▸ **Assignment**:
Among the lines of the material, copy those that hold the string "instance".

▸ **Data excerpts**:

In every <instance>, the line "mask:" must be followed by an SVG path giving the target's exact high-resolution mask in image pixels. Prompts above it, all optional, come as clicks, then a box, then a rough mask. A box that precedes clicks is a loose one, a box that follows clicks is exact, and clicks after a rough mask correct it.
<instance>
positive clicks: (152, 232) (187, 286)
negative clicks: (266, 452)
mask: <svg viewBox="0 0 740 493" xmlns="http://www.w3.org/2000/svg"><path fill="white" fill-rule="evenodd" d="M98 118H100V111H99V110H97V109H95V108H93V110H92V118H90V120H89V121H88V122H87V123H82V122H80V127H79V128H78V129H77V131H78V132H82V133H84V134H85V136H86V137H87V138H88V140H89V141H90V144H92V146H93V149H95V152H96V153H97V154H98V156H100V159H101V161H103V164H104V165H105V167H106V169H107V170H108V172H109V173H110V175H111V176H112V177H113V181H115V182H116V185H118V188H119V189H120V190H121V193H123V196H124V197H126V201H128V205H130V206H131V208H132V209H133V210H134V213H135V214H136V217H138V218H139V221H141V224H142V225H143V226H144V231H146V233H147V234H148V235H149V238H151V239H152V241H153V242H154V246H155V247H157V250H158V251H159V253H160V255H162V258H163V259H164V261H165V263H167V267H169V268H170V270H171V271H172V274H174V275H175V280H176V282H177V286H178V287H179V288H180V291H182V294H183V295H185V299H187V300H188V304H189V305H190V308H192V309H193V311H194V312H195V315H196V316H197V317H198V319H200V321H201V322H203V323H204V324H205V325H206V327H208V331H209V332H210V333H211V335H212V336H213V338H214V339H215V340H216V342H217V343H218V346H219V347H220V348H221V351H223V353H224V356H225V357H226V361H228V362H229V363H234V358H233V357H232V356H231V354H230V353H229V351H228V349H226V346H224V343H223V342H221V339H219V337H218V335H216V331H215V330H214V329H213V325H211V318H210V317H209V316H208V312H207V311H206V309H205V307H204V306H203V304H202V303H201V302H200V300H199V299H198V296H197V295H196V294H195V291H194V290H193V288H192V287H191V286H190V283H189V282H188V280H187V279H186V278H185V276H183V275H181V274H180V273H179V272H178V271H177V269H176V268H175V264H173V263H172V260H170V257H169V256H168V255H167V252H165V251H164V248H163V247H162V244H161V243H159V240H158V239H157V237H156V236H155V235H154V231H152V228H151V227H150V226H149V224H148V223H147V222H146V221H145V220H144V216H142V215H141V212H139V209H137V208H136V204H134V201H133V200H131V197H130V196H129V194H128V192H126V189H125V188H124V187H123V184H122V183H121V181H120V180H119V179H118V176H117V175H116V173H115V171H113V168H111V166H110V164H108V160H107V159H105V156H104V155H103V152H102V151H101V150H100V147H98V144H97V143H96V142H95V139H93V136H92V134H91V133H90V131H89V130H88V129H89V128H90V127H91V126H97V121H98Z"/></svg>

▸ **Problem solution**:
In every <instance>, the line "mask:" must be followed by an SVG path giving the target's exact high-resolution mask in image pixels. Prompts above it, all optional, come as clicks, then a box, then a rough mask. A box that precedes clicks is a loose one, a box that follows clicks is exact, and clicks after a rough mask correct it.
<instance>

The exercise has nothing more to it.